TASK ITEM | Some entries follow. Reproduce exactly the lines starting at the one with "target: floating black shelf" and stopping after the one with "instruction: provide the mask of every instance of the window".

INPUT |
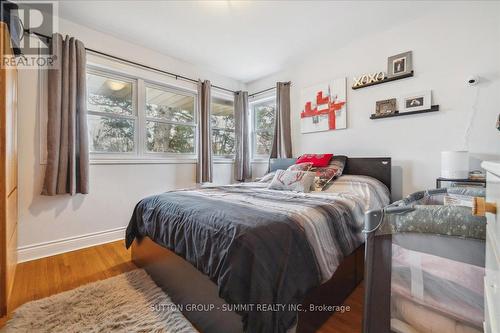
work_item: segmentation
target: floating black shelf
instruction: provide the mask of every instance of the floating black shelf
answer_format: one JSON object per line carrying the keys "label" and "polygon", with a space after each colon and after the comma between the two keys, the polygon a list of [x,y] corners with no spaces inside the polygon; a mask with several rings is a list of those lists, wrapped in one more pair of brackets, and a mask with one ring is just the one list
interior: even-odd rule
{"label": "floating black shelf", "polygon": [[436,112],[436,111],[439,111],[439,105],[432,105],[431,108],[427,109],[427,110],[393,113],[393,114],[387,114],[387,115],[383,115],[383,116],[377,116],[375,114],[372,114],[370,116],[370,119],[382,119],[382,118],[401,117],[401,116],[409,116],[411,114],[428,113],[428,112]]}
{"label": "floating black shelf", "polygon": [[413,71],[411,71],[408,74],[404,75],[399,75],[399,76],[394,76],[394,77],[386,77],[385,79],[377,82],[372,82],[372,83],[367,83],[362,86],[357,86],[357,87],[352,87],[353,90],[356,89],[361,89],[361,88],[366,88],[366,87],[371,87],[371,86],[376,86],[377,84],[382,84],[386,82],[391,82],[391,81],[396,81],[396,80],[401,80],[401,79],[406,79],[407,77],[412,77],[413,76]]}

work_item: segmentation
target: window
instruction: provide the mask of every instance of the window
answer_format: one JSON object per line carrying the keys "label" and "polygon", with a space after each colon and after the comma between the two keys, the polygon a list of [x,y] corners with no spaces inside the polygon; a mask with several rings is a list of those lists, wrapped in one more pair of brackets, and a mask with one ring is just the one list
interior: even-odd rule
{"label": "window", "polygon": [[134,82],[89,72],[87,91],[90,152],[134,152],[137,119]]}
{"label": "window", "polygon": [[219,157],[234,156],[234,102],[212,97],[212,152]]}
{"label": "window", "polygon": [[89,68],[87,108],[93,159],[196,157],[194,92]]}
{"label": "window", "polygon": [[269,98],[251,104],[253,114],[252,146],[254,158],[267,158],[271,154],[276,99]]}
{"label": "window", "polygon": [[146,87],[146,150],[195,153],[195,96]]}

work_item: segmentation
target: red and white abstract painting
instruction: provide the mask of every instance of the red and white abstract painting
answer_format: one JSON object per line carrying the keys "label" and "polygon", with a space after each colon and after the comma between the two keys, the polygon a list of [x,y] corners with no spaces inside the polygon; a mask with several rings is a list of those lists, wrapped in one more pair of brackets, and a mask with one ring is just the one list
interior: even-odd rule
{"label": "red and white abstract painting", "polygon": [[347,128],[346,78],[302,89],[302,133]]}

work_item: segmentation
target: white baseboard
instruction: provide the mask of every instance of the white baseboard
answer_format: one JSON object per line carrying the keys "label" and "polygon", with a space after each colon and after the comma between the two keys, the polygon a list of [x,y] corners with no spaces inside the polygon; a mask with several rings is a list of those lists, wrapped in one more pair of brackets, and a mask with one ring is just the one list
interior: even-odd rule
{"label": "white baseboard", "polygon": [[21,246],[17,248],[18,262],[50,257],[60,253],[124,239],[125,229],[126,227],[120,227],[50,242]]}

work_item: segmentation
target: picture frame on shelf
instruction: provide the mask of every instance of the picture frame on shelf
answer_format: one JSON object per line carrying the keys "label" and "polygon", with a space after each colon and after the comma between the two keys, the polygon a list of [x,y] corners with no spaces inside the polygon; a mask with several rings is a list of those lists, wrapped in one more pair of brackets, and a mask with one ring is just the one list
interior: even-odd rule
{"label": "picture frame on shelf", "polygon": [[387,77],[398,77],[413,71],[412,51],[393,55],[387,59]]}
{"label": "picture frame on shelf", "polygon": [[425,90],[402,96],[399,102],[400,112],[429,110],[431,108],[431,90]]}
{"label": "picture frame on shelf", "polygon": [[398,113],[396,98],[377,101],[375,105],[375,115],[377,117]]}

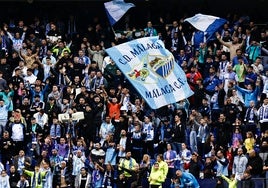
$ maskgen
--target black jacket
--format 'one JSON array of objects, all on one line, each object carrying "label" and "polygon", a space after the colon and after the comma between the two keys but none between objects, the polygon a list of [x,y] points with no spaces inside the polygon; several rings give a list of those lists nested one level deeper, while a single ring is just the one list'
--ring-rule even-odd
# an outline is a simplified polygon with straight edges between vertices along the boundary
[{"label": "black jacket", "polygon": [[252,167],[252,169],[250,170],[252,175],[262,174],[263,161],[258,154],[256,154],[256,156],[254,157],[249,157],[247,166]]}]

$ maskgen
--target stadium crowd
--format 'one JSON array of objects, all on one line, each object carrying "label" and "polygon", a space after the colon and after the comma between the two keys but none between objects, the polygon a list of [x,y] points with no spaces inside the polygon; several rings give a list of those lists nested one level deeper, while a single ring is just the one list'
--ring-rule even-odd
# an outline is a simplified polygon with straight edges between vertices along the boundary
[{"label": "stadium crowd", "polygon": [[[268,186],[268,28],[234,18],[206,40],[161,18],[114,38],[35,17],[0,34],[1,188]],[[193,96],[152,110],[105,52],[148,36]]]}]

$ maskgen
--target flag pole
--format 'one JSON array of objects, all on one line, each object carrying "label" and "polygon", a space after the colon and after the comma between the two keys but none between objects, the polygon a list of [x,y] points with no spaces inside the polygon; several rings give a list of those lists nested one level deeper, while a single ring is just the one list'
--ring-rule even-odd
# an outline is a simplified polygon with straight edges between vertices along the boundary
[{"label": "flag pole", "polygon": [[113,28],[112,25],[111,25],[111,28],[112,28],[112,31],[113,31],[114,36],[116,37],[116,33],[115,33],[114,28]]}]

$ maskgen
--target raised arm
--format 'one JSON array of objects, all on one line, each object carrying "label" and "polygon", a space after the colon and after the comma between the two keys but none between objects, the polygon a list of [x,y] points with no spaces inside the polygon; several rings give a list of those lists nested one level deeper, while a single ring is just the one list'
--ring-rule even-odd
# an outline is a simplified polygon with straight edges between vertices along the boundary
[{"label": "raised arm", "polygon": [[216,36],[217,36],[217,39],[219,40],[219,42],[220,42],[221,44],[223,44],[224,46],[226,46],[226,47],[228,47],[228,48],[231,47],[231,45],[230,45],[229,43],[224,42],[224,41],[221,39],[221,35],[220,35],[219,33],[216,33]]}]

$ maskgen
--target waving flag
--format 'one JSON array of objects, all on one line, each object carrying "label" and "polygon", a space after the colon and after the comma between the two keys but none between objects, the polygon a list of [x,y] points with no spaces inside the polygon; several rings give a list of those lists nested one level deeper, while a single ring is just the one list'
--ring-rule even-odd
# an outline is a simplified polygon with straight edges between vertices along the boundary
[{"label": "waving flag", "polygon": [[184,71],[158,37],[132,40],[106,52],[152,109],[193,94]]},{"label": "waving flag", "polygon": [[189,22],[196,29],[203,31],[209,40],[212,35],[224,24],[227,20],[216,16],[196,14],[193,17],[186,18],[184,21]]},{"label": "waving flag", "polygon": [[104,3],[105,10],[111,26],[118,22],[128,9],[135,7],[133,3],[125,3],[124,0],[113,0]]}]

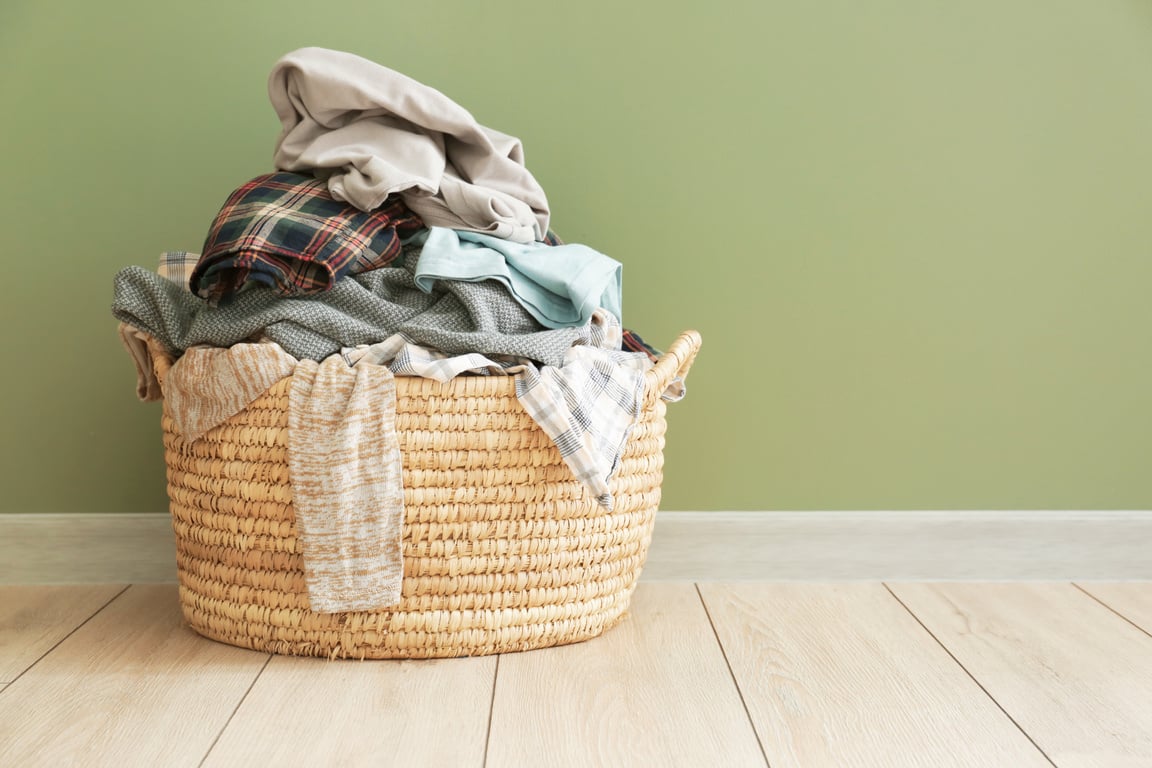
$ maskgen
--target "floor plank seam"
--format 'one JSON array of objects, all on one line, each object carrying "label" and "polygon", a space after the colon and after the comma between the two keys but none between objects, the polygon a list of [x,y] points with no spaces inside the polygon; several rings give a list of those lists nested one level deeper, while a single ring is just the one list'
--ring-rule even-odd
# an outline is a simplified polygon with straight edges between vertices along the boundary
[{"label": "floor plank seam", "polygon": [[[191,631],[191,630],[189,630]],[[220,737],[224,735],[224,731],[228,730],[228,726],[232,724],[232,720],[236,717],[236,713],[240,711],[240,707],[244,706],[244,700],[248,698],[248,694],[252,693],[252,689],[256,687],[256,681],[264,674],[264,670],[268,668],[268,664],[272,661],[272,654],[268,654],[268,658],[264,659],[264,664],[260,667],[260,671],[252,678],[252,682],[248,684],[248,688],[244,691],[244,695],[240,697],[240,701],[236,702],[236,706],[232,708],[232,714],[228,715],[228,719],[224,721],[224,725],[220,728],[220,732],[216,734],[216,738],[212,739],[212,743],[208,745],[208,749],[204,752],[204,757],[200,758],[197,768],[203,768],[208,757],[212,754],[212,750],[216,749],[216,745],[220,743]]]},{"label": "floor plank seam", "polygon": [[1145,635],[1147,635],[1148,637],[1152,637],[1152,632],[1149,632],[1147,629],[1144,629],[1144,627],[1142,627],[1142,626],[1140,626],[1139,624],[1137,624],[1136,622],[1132,621],[1132,619],[1130,619],[1130,618],[1128,618],[1127,616],[1125,616],[1124,614],[1120,613],[1120,611],[1118,611],[1118,610],[1116,610],[1115,608],[1113,608],[1112,606],[1108,605],[1108,603],[1104,602],[1104,601],[1103,601],[1101,598],[1099,598],[1099,597],[1097,597],[1096,595],[1092,594],[1091,592],[1089,592],[1089,591],[1088,591],[1087,589],[1085,589],[1084,587],[1080,586],[1080,585],[1079,585],[1079,584],[1077,584],[1076,582],[1072,582],[1072,586],[1076,587],[1076,589],[1080,590],[1081,592],[1083,592],[1084,594],[1086,594],[1088,597],[1090,597],[1090,598],[1092,598],[1093,600],[1095,600],[1096,602],[1100,603],[1100,605],[1102,605],[1102,606],[1104,606],[1105,608],[1107,608],[1108,610],[1112,611],[1112,613],[1116,614],[1117,616],[1119,616],[1119,617],[1120,617],[1121,619],[1123,619],[1124,621],[1126,621],[1126,622],[1128,622],[1129,624],[1131,624],[1132,626],[1136,627],[1136,629],[1140,630],[1141,632],[1143,632],[1143,633],[1144,633]]},{"label": "floor plank seam", "polygon": [[496,683],[500,680],[500,659],[504,654],[496,654],[496,667],[492,670],[492,698],[488,700],[488,731],[484,734],[484,762],[480,768],[488,768],[488,745],[492,743],[492,715],[496,711]]},{"label": "floor plank seam", "polygon": [[736,694],[740,697],[740,706],[744,707],[744,716],[748,718],[748,724],[752,726],[752,734],[756,737],[756,745],[760,747],[760,754],[764,757],[764,765],[767,768],[772,768],[772,761],[768,759],[768,752],[764,749],[764,742],[760,739],[760,731],[756,728],[756,723],[752,719],[752,713],[748,710],[748,702],[744,699],[744,691],[740,689],[740,681],[736,679],[736,673],[732,670],[732,662],[728,660],[728,651],[724,648],[723,641],[720,640],[720,633],[716,631],[716,622],[712,621],[712,614],[708,611],[708,602],[704,599],[703,593],[700,592],[700,585],[693,583],[692,587],[696,590],[696,597],[700,598],[700,605],[704,608],[704,615],[708,617],[708,626],[712,627],[712,636],[716,638],[716,645],[720,647],[720,655],[724,657],[724,665],[728,667],[728,676],[732,679],[732,685],[736,687]]},{"label": "floor plank seam", "polygon": [[1059,768],[1059,766],[1056,765],[1056,763],[1052,760],[1052,758],[1048,756],[1048,753],[1040,748],[1040,745],[1036,743],[1036,740],[1032,738],[1032,735],[1030,733],[1028,733],[1028,731],[1024,730],[1024,728],[1020,725],[1020,723],[1016,722],[1016,718],[1012,717],[1012,715],[1008,713],[1008,710],[1004,709],[1004,707],[1002,707],[1000,705],[1000,702],[996,701],[996,697],[992,695],[991,691],[989,691],[987,688],[985,688],[984,684],[976,679],[976,676],[973,675],[968,670],[968,667],[966,667],[962,663],[960,663],[960,659],[956,658],[955,654],[953,654],[952,651],[950,651],[948,649],[948,646],[945,645],[940,640],[940,638],[936,636],[936,634],[932,630],[928,629],[927,625],[925,625],[924,622],[920,621],[920,617],[917,616],[916,613],[911,608],[909,608],[907,605],[905,605],[904,601],[900,599],[899,595],[897,595],[895,592],[892,591],[892,587],[888,586],[887,582],[881,582],[881,583],[884,585],[884,589],[888,590],[888,594],[892,595],[892,599],[895,600],[896,602],[898,602],[900,604],[900,606],[908,612],[908,615],[911,616],[912,619],[917,624],[919,624],[924,629],[925,632],[928,633],[928,636],[931,637],[933,640],[935,640],[936,644],[939,645],[942,649],[944,649],[944,653],[948,654],[948,656],[952,659],[952,661],[956,662],[956,666],[958,666],[958,667],[960,667],[960,669],[964,670],[964,674],[968,675],[968,677],[972,680],[972,682],[976,683],[977,687],[979,687],[980,690],[984,692],[984,695],[987,696],[989,698],[989,700],[991,700],[991,702],[996,705],[996,708],[1004,713],[1004,717],[1008,718],[1008,720],[1011,721],[1012,725],[1016,726],[1016,729],[1019,730],[1020,733],[1024,734],[1024,738],[1028,739],[1028,741],[1030,741],[1032,743],[1032,746],[1036,747],[1036,751],[1039,752],[1044,757],[1044,759],[1047,760],[1053,766],[1053,768]]},{"label": "floor plank seam", "polygon": [[11,686],[11,685],[12,685],[12,683],[14,683],[14,682],[16,682],[17,680],[19,680],[20,678],[24,677],[24,675],[28,673],[28,670],[30,670],[30,669],[32,669],[33,667],[35,667],[37,664],[39,664],[41,661],[43,661],[43,660],[44,660],[44,658],[45,658],[45,657],[46,657],[48,654],[52,653],[52,651],[54,651],[54,650],[56,650],[57,648],[59,648],[61,643],[63,643],[63,642],[64,642],[65,640],[67,640],[68,638],[72,637],[72,635],[76,634],[76,632],[77,632],[77,631],[79,631],[80,627],[82,627],[82,626],[84,626],[85,624],[87,624],[88,622],[92,621],[92,619],[96,618],[97,614],[99,614],[99,613],[100,613],[102,610],[104,610],[104,609],[105,609],[105,608],[107,608],[108,606],[112,605],[112,603],[113,603],[113,602],[114,602],[114,601],[115,601],[117,598],[119,598],[119,597],[120,597],[120,595],[122,595],[122,594],[124,594],[125,592],[127,592],[127,591],[128,591],[128,589],[129,589],[131,586],[132,586],[131,584],[128,584],[128,585],[126,585],[126,586],[124,587],[124,589],[122,589],[122,590],[120,590],[119,592],[117,592],[116,594],[112,595],[112,597],[110,597],[110,598],[109,598],[107,601],[105,601],[103,605],[101,605],[101,606],[100,606],[99,608],[97,608],[96,610],[92,611],[92,614],[91,614],[91,615],[90,615],[88,618],[84,619],[84,621],[80,622],[80,623],[79,623],[79,624],[77,624],[75,627],[73,627],[71,632],[69,632],[68,634],[64,635],[64,637],[62,637],[62,638],[60,638],[59,640],[57,640],[57,641],[56,641],[56,642],[55,642],[55,643],[52,645],[52,647],[51,647],[51,648],[49,648],[48,650],[44,651],[44,653],[40,654],[40,655],[39,655],[39,656],[36,658],[36,661],[32,662],[32,663],[31,663],[31,664],[29,664],[28,666],[24,667],[24,669],[20,670],[20,674],[16,675],[16,677],[12,678],[11,680],[8,680],[7,682],[3,682],[3,683],[0,683],[0,686],[3,686],[3,688],[7,688],[7,687]]}]

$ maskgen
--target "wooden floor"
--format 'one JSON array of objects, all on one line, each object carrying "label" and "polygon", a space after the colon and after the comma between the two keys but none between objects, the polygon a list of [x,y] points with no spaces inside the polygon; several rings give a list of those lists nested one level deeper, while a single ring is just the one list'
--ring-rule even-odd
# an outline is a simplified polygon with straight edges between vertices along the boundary
[{"label": "wooden floor", "polygon": [[1152,583],[648,582],[587,643],[270,657],[0,587],[0,766],[1152,766]]}]

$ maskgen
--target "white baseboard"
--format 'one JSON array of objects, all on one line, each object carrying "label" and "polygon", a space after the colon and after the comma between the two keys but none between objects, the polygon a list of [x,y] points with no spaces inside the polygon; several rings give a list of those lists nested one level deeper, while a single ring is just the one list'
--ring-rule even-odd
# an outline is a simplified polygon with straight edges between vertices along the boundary
[{"label": "white baseboard", "polygon": [[167,514],[0,515],[0,584],[172,581]]},{"label": "white baseboard", "polygon": [[644,575],[1152,579],[1152,511],[661,512]]},{"label": "white baseboard", "polygon": [[[660,512],[656,580],[1152,580],[1152,511]],[[0,515],[0,584],[176,580],[165,514]]]}]

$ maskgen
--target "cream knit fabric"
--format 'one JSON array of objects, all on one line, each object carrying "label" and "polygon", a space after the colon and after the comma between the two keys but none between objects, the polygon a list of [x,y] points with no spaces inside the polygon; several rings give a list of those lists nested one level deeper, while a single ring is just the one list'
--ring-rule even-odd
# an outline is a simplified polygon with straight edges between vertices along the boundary
[{"label": "cream knit fabric", "polygon": [[295,369],[275,342],[192,347],[169,369],[164,397],[184,438],[199,440]]},{"label": "cream knit fabric", "polygon": [[301,360],[288,395],[288,472],[317,613],[400,602],[404,484],[396,384],[383,366]]},{"label": "cream knit fabric", "polygon": [[351,368],[340,355],[297,361],[271,342],[193,347],[165,376],[164,398],[181,435],[198,440],[287,376],[288,471],[309,607],[397,605],[404,480],[388,368]]}]

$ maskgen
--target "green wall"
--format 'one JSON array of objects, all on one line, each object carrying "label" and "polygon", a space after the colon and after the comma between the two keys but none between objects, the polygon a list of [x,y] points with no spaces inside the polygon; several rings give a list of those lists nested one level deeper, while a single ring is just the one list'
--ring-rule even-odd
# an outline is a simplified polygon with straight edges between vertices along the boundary
[{"label": "green wall", "polygon": [[304,45],[519,136],[703,333],[665,509],[1152,507],[1143,0],[5,0],[0,511],[165,508],[112,276],[270,170]]}]

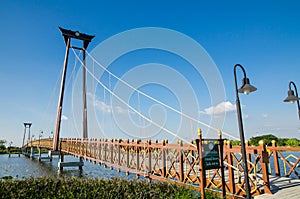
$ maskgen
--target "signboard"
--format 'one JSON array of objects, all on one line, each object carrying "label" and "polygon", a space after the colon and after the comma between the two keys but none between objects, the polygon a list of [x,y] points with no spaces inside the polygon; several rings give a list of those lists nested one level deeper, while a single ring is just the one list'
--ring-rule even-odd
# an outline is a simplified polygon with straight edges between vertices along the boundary
[{"label": "signboard", "polygon": [[220,168],[219,146],[215,142],[203,144],[204,169]]}]

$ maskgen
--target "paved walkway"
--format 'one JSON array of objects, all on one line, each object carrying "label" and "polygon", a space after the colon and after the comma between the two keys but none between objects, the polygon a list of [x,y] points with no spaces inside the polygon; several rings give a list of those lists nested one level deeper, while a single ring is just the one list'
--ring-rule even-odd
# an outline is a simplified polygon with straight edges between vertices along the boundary
[{"label": "paved walkway", "polygon": [[300,180],[287,177],[269,176],[273,194],[255,196],[255,199],[299,199]]}]

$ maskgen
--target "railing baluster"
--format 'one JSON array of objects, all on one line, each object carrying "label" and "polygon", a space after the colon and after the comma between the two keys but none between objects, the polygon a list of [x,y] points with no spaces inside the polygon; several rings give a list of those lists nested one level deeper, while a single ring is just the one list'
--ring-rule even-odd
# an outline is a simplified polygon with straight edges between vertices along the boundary
[{"label": "railing baluster", "polygon": [[165,152],[166,142],[162,140],[162,148],[161,148],[161,159],[162,159],[162,177],[166,177],[166,152]]},{"label": "railing baluster", "polygon": [[[152,163],[151,163],[151,140],[148,140],[148,175],[151,175],[152,172]],[[150,179],[150,177],[149,177]]]},{"label": "railing baluster", "polygon": [[[140,147],[139,147],[140,141],[141,140],[139,139],[136,140],[136,171],[137,172],[140,172]],[[136,178],[139,178],[138,173],[136,174]]]},{"label": "railing baluster", "polygon": [[[121,142],[122,142],[122,139],[119,139],[118,140],[118,166],[119,167],[121,166]],[[119,168],[118,171],[120,172],[121,169]]]},{"label": "railing baluster", "polygon": [[184,165],[183,165],[183,150],[181,149],[182,148],[182,141],[181,140],[178,140],[178,151],[177,151],[177,154],[178,154],[178,161],[179,161],[179,181],[180,182],[183,182],[183,179],[184,179]]},{"label": "railing baluster", "polygon": [[272,140],[272,151],[273,151],[275,175],[280,176],[279,161],[278,161],[279,157],[278,157],[278,152],[276,150],[276,141],[275,140]]},{"label": "railing baluster", "polygon": [[[227,141],[227,164],[228,165],[232,165],[233,166],[233,157],[232,157],[232,145],[230,143],[230,141]],[[235,193],[235,183],[234,183],[234,170],[231,166],[228,166],[228,178],[229,178],[229,189],[231,193]]]},{"label": "railing baluster", "polygon": [[265,193],[272,193],[270,189],[270,180],[269,180],[269,172],[268,172],[268,163],[269,163],[269,156],[268,152],[266,150],[266,146],[264,145],[264,141],[261,140],[259,142],[260,146],[260,155],[262,157],[261,160],[261,168],[262,168],[262,176],[263,176],[263,181],[264,181],[264,191]]}]

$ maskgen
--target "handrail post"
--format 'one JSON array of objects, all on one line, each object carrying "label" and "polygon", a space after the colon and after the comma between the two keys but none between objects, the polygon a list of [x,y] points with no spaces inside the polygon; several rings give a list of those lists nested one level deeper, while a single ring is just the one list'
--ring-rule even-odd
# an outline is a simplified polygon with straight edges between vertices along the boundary
[{"label": "handrail post", "polygon": [[166,177],[166,153],[165,153],[165,146],[166,146],[166,141],[162,140],[162,148],[161,148],[161,161],[162,161],[162,177]]},{"label": "handrail post", "polygon": [[[130,154],[129,154],[129,140],[128,139],[126,139],[125,140],[125,143],[126,143],[126,166],[127,166],[127,168],[129,168],[129,166],[130,166],[130,160],[129,160],[129,158],[130,158]],[[126,171],[126,175],[129,175],[129,172],[128,171]]]},{"label": "handrail post", "polygon": [[118,171],[121,172],[121,169],[120,169],[120,166],[121,166],[121,142],[122,142],[122,139],[119,139],[118,140]]},{"label": "handrail post", "polygon": [[104,161],[107,163],[107,139],[104,140]]},{"label": "handrail post", "polygon": [[269,156],[263,140],[259,141],[259,146],[260,146],[260,155],[262,157],[261,168],[262,168],[262,177],[264,181],[264,192],[271,194],[272,192],[270,189],[269,172],[268,172]]},{"label": "handrail post", "polygon": [[96,141],[95,141],[95,138],[92,138],[92,144],[91,144],[91,156],[92,156],[92,158],[95,158],[96,156],[95,156],[95,154],[96,154]]},{"label": "handrail post", "polygon": [[113,170],[113,166],[114,165],[114,139],[110,140],[110,170]]},{"label": "handrail post", "polygon": [[275,140],[272,140],[272,152],[273,152],[273,159],[274,159],[275,175],[280,176],[278,152],[276,149],[276,141]]},{"label": "handrail post", "polygon": [[[245,147],[246,147],[246,149],[249,147],[249,140],[245,140]],[[251,154],[247,153],[246,157],[247,157],[247,165],[248,165],[248,172],[249,172],[249,170],[251,170],[251,167],[252,167],[252,165],[251,165]]]},{"label": "handrail post", "polygon": [[201,192],[201,198],[205,199],[206,172],[204,169],[204,161],[203,161],[201,129],[198,129],[198,139],[196,139],[196,143],[197,143],[198,156],[199,156],[200,192]]},{"label": "handrail post", "polygon": [[178,159],[179,159],[179,181],[183,182],[184,180],[184,171],[183,171],[183,151],[182,151],[182,141],[178,140]]},{"label": "handrail post", "polygon": [[99,160],[100,160],[100,164],[104,161],[104,158],[102,158],[103,157],[102,153],[103,153],[103,150],[104,150],[102,148],[102,147],[104,147],[103,141],[104,141],[103,139],[100,139],[100,141],[99,141]]},{"label": "handrail post", "polygon": [[99,160],[99,138],[95,139],[95,158]]},{"label": "handrail post", "polygon": [[84,156],[86,156],[86,153],[87,153],[87,142],[86,142],[86,139],[83,138],[83,151],[84,151]]},{"label": "handrail post", "polygon": [[235,194],[235,181],[234,181],[234,170],[231,166],[233,166],[233,157],[231,153],[232,145],[229,140],[227,140],[227,164],[228,166],[228,178],[229,178],[229,189],[230,192]]},{"label": "handrail post", "polygon": [[219,138],[219,152],[220,152],[220,167],[221,167],[221,175],[222,175],[222,197],[226,196],[226,188],[225,188],[225,173],[224,173],[224,160],[223,160],[223,151],[224,151],[224,143],[222,139],[222,132],[218,130],[218,138]]},{"label": "handrail post", "polygon": [[151,140],[148,140],[148,181],[151,181],[152,162],[151,162]]},{"label": "handrail post", "polygon": [[[141,140],[136,140],[136,170],[139,172],[140,170],[140,144]],[[136,178],[139,178],[139,174],[136,174]]]}]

WRITTEN ANSWER |
target: floating black shelf
instruction: provide the mask of every instance of the floating black shelf
answer_format: one JSON object per line carrying the keys "label" and "polygon", with a space after each colon and after the comma between the two keys, the polygon a list of [x,y] corners with no spaces inside the polygon; a mask with several rings is a list of those lists, wrapped in one more pair of brackets, and a mask with one ring is just the one list
interior: even-odd rule
{"label": "floating black shelf", "polygon": [[436,112],[436,111],[439,111],[439,105],[432,105],[431,108],[427,109],[427,110],[393,113],[393,114],[387,114],[387,115],[383,115],[383,116],[377,116],[375,114],[372,114],[370,116],[370,119],[382,119],[382,118],[401,117],[401,116],[409,116],[411,114],[428,113],[428,112]]}
{"label": "floating black shelf", "polygon": [[413,71],[411,71],[408,74],[404,75],[399,75],[399,76],[394,76],[394,77],[386,77],[385,79],[377,82],[372,82],[372,83],[367,83],[362,86],[357,86],[357,87],[352,87],[353,90],[356,89],[361,89],[361,88],[366,88],[366,87],[371,87],[371,86],[376,86],[377,84],[382,84],[386,82],[391,82],[391,81],[396,81],[396,80],[401,80],[401,79],[406,79],[407,77],[412,77],[413,76]]}

work_item: segmentation
target: window
instruction: provide the mask of every instance of the window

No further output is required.